» Provided text:
Kidney Transplant Part 3: Day 4 – 6

Dead Kidney Season

Day 4

The day they removed the drain. The first tube to go. Liberation. The blood red tube taking off the blood red blood left around the new kidney, pooling up, gone now.

The feeling of it coming out is strange. The slippery tube gently being pulled out of your side, where it’s been living in the deep deep deep, way down there, for the past four days. Like a reverse biopsy without the huge needle beforehand. And up, up, up it comes and you’re lying there waiting for the elevator to get to your floor when it goes DING. Then GARGLE. The blood bubbles like a cartoon swamp and goes back down below. For some reason it was at this point, with the nurse crouching over me pressing a swab over the little hole, that I burst out laughing. Then she caught the giggle and it creased her face up before she started looking over to me, shaking her head, then laughing again and holding the swab tight against my side. Oh what fun we had! And it’s only getting better. The rumour on the ward is that the damn catheter will come out tomorrow. Apparently for female patients the catheter is not as uncomfortable, but I’ve got a beluga whale sharing the bed with me, beached and upset.

» Extracted information:
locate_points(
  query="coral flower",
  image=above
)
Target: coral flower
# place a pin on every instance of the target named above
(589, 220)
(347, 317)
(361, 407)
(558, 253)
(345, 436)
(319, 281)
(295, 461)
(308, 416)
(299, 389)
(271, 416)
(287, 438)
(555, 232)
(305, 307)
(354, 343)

» Complete the following:
1) In the kidney transplant account, how many days had the drain been inside before it was pulled out?
2) Resume the kidney transplant account from its final sentence, keeping its voice.
The data is separate from the kidney transplant account.

» Numbered responses:
1) Four days.

2)
Day 5

For some reason the trainee nurse in her grey lilac scrubs has stayed in the room. I’m laying there while the other nurse in Blue starts the catheter extraction process. She attaches a plunger syringe that looks like a football pump into the catheter and deflates the balloon inside you that stops the catheter slipping out. Now deflated, she starts to slide it out. It is not a feeling you can really compare to a huge amount of things. It doesn’t really hurt but it definitely doesn’t feel right. Like that rumble drill thing they use at dentists or finding out later that she was your cousin. And all the time this is happening, the trainee nurse is standing in the corner laughing. Really laughing. Watching the whole ceremony wither her hands tightly clamped together. She knows, of course, that if she lets them free there’s no controlling what she might do. What she’s capable of. I catch her looking at me for a flash. Some sadistic nervous twitch that comes out when she’s really having fun. This is where she belongs. I can feel it. And she knows now more than ever. We both know, as well, that some day she’ll make the Evening News.


‘She was such a lovely person’, colleagues said. ‘Before all the murdering.’

When the catheter came out I let out a laugh of my own.  A pure bubble of relief floating up out of the room. We all watched it, the three of us. Me and the nurse smiled at each other. The trainee nurse watched us, visibly confused.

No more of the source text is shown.